- The data
#####

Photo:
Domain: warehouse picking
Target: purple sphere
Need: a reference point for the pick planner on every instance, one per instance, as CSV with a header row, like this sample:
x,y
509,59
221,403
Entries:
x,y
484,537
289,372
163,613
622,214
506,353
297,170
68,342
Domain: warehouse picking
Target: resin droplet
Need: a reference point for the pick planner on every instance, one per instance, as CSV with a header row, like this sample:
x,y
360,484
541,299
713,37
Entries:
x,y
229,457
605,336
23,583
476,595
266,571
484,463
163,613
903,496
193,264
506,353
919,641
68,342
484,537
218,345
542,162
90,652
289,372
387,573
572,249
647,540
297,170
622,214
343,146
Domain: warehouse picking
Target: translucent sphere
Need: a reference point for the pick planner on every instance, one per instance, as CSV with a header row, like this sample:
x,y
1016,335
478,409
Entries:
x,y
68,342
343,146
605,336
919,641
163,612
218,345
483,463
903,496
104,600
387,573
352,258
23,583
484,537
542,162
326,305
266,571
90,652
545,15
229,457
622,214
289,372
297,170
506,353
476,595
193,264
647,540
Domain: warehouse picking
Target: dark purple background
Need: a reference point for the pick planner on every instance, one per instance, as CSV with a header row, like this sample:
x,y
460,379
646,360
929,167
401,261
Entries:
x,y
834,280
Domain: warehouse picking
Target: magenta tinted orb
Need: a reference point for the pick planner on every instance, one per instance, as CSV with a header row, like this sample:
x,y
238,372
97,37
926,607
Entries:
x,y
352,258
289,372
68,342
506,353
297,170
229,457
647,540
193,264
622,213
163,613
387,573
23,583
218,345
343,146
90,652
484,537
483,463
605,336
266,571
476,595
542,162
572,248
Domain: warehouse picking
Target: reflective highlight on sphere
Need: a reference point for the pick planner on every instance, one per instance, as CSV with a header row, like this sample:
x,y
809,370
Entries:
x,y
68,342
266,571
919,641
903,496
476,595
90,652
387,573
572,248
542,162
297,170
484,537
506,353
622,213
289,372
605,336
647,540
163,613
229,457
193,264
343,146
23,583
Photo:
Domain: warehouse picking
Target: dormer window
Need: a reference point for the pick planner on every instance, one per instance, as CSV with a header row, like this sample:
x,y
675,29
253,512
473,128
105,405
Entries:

#####

Generate an exact reproduction of all entries.

Photo:
Domain: warehouse picking
Target: purple sphere
Need: a reference point for the pick planner on every instance, one per instance, as CSV with a header row, like this sample:
x,y
509,59
221,403
Entries:
x,y
484,537
289,372
163,613
622,214
506,353
297,170
68,342
Domain: warehouse picking
Target: resin droplet
Need: a reference point for the pick planner on every instance, one per instance, as CSV with a header row, like this sample:
x,y
360,484
541,299
713,37
Entries:
x,y
229,457
605,336
23,583
476,595
266,571
484,463
163,613
903,496
193,264
506,353
919,641
68,342
484,537
218,345
542,162
90,652
289,372
387,573
572,249
647,540
297,170
622,214
343,146
Domain: warehouse picking
Target: translucent sphere
Need: a reference point for the pick planner on every instance, one per instance, as CSV with a header row, like this sample:
x,y
1016,335
478,409
Entries:
x,y
68,342
343,146
605,336
919,641
163,612
218,345
483,463
903,496
104,600
387,573
352,258
23,583
484,537
542,162
326,305
266,571
90,652
545,15
229,457
622,214
289,372
297,170
506,353
476,595
193,264
647,540
Domain: warehouse picking
Target: dark purple background
Need: a reference point for the pick planner on every instance, one per instance, as CSV with a header row, like this sample:
x,y
460,379
646,360
929,167
401,261
Entries:
x,y
834,280
Domain: warehouse picking
Target: magenta tinted orb
Need: a reference point for the pick planner on every instance, one per instance, as CSV with a header row, like this sample:
x,y
238,372
97,37
926,607
Entries:
x,y
352,258
289,372
68,342
506,353
297,170
229,457
647,540
193,264
622,213
163,613
387,573
23,583
218,345
343,146
90,652
484,537
483,463
605,336
266,571
476,595
542,162
572,248
Domain: warehouse picking
Target: reflective highlight on sphere
Need: a reference point for the pick planner on every instance, one per instance, as CSV with a header row, like this sample:
x,y
809,370
Entries:
x,y
68,342
266,571
919,641
903,496
476,595
90,652
387,573
572,248
542,162
297,170
484,537
506,353
622,213
289,372
605,336
647,540
163,613
229,457
193,264
343,146
23,583
Photo:
Domain: warehouse picking
Target: dormer window
Need: a reference point for the pick planner on every instance, one per instance, as CSV with a header row, like this sample:
x,y
675,29
253,512
473,128
105,405
Entries:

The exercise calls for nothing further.